Tarefa solicitada a
Segundo o trecho, qual artigo do novo Código de Processo Civil reproduziu e aperfeiçoou a disciplina moralizadora dos arts. 14 e seguintes da Lei nº 5.869/1973?

Os reflexos da temática na processualística civil são observados no dever expresso de coibir práticas que: (a) configurem-se tipificadas como litigância de má-fé; (b) importem em atos atentatórios à dignidade da justiça e (c) caracterizem abuso de direito no exercício da jurisdição por estar em desconformidade com a base principiológica apresentada. A proteção atinge tanto a parte prejudicada pelo abuso quanto a imprescindível reverência ao Judiciário.

A disciplina moralizadora outrora contida nos arts. 14 e seguintes da Lei nº 5.869/1973 – reproduzida e aperfeiçoada pelo art. 77 do novo Código de Processo Civil – endereça-se a todos aqueles que de qualquer forma participem do processo. Nesse contexto, as partes, advogados, serventuários da justiça, magistrados e demais envolvidos devem atuar de forma proba, sob pena de infringir o devido processo legal [44].

É dever do juiz velar pelos fundamentos éticos do processo, prestar justiça substancial – não meramente formal – e coibir o abuso do direito. Assim, o combate ao abuso surge do “dever de prestar a tutela jurisdicional em tempo hábil e de forma proba, a fim de que o titular do direito tenha o menor prejuízo possível em sua luta e a maior garantia de efetividade[45].

O abuso de direito deve ser considerado em todas as suas perspectivas, o que, inconteste, abrange a esfera processual, pois é exatamente nesta seara que o sujeito buscará a concretização do direito material lesionado ou ameaçado. Enfim, para se garantir o acesso à justiça e o resultado útil do processo, o direito de ação deve estar condicionado aos limites da boa-fé e atento às finalidades econômicas e sociais do Direito.

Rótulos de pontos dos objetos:
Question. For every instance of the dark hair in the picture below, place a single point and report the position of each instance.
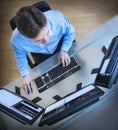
(30, 21)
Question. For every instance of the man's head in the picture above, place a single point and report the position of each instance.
(31, 23)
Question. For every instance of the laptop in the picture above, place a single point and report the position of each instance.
(19, 107)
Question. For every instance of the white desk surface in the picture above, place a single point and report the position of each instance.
(99, 116)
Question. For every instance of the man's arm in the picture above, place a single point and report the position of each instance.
(68, 34)
(22, 64)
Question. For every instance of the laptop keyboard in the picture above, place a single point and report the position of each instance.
(55, 75)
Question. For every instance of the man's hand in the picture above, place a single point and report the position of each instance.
(64, 58)
(27, 84)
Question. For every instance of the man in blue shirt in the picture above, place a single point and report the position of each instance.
(39, 32)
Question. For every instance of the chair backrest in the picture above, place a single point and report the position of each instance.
(43, 6)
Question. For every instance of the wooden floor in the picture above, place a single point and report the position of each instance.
(85, 15)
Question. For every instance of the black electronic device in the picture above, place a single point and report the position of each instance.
(19, 107)
(70, 104)
(108, 72)
(56, 74)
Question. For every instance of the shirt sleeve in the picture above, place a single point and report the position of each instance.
(69, 34)
(22, 63)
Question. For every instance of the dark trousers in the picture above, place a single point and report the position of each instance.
(40, 57)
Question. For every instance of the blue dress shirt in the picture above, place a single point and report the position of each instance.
(58, 26)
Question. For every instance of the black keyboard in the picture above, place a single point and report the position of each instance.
(55, 75)
(71, 104)
(108, 72)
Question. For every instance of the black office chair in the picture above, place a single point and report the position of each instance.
(43, 6)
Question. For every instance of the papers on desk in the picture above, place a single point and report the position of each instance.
(8, 99)
(79, 93)
(68, 99)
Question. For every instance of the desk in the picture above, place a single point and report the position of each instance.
(99, 116)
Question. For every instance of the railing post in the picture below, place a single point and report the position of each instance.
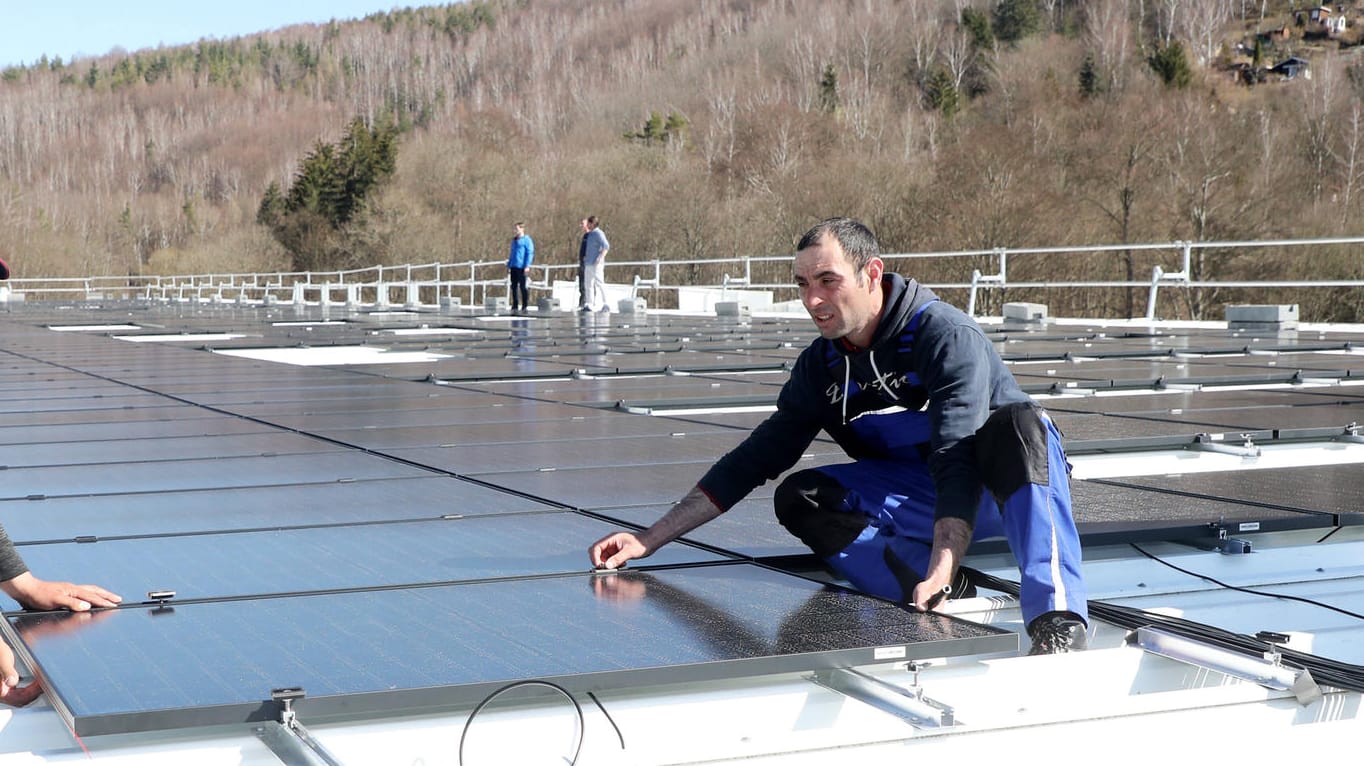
(1150, 299)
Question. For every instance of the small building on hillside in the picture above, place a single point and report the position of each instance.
(1322, 21)
(1292, 67)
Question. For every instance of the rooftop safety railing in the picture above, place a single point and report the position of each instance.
(977, 273)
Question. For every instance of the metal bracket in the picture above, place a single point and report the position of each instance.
(1209, 443)
(1265, 671)
(1352, 434)
(288, 739)
(909, 705)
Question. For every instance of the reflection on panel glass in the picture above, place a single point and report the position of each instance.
(373, 652)
(338, 558)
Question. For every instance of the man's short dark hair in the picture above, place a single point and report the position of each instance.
(858, 241)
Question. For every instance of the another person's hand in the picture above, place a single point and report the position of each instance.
(929, 594)
(615, 549)
(48, 624)
(44, 594)
(11, 693)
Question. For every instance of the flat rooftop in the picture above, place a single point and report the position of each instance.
(388, 514)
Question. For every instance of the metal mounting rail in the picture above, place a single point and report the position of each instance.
(906, 703)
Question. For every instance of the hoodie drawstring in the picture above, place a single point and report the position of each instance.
(847, 380)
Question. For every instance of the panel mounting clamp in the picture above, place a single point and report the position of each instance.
(288, 739)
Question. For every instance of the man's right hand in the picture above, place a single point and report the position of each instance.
(615, 549)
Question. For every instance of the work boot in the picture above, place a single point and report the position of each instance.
(1057, 633)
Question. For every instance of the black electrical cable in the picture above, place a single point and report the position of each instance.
(1251, 590)
(602, 708)
(514, 684)
(1325, 671)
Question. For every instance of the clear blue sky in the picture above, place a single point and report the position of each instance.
(92, 27)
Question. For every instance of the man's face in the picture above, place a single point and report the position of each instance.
(839, 303)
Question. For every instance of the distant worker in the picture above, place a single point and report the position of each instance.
(914, 391)
(584, 280)
(520, 259)
(595, 247)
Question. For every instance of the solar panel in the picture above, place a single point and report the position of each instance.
(364, 653)
(337, 558)
(255, 507)
(104, 479)
(168, 449)
(1322, 489)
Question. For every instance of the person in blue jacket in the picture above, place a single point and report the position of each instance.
(520, 259)
(945, 449)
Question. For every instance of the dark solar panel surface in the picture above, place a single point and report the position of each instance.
(362, 653)
(408, 534)
(1323, 489)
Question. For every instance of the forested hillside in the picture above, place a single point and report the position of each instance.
(693, 130)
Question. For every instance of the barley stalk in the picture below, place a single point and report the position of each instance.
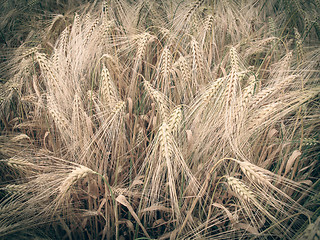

Tarefa solicitada b
Por favor, copie sem alterações as linhas das entradas que vão da que contém "Question. For every instance of the distant" até o fim das entradas, incluindo as duas extremidades. Deixe as imagens de fora da resposta.

Resposta completa a
O art. 77 do novo Código de Processo Civil.

Resposta completa b
Question. For every instance of the distant worker in the picture above, place a single point and report the position of each instance.
(914, 391)
(584, 280)
(520, 259)
(595, 247)
Question. For every instance of the solar panel in the picture above, place a single point and report the position of each instance.
(364, 653)
(337, 558)
(255, 507)
(104, 479)
(168, 449)
(1322, 489)
Question. For every instance of the person in blue jacket in the picture above, place a single point and report the position of each instance.
(520, 259)
(945, 449)
Question. For every instance of the dark solar panel surface in the picture above, place a single point and report the position of each instance.
(362, 653)
(408, 534)
(1323, 489)
Question. For every instance of the forested hillside in the picture above, place a single point and report the position of each instance.
(693, 130)
Question. For every instance of the barley stalk in the picture below, place a single point and report the position of each instance.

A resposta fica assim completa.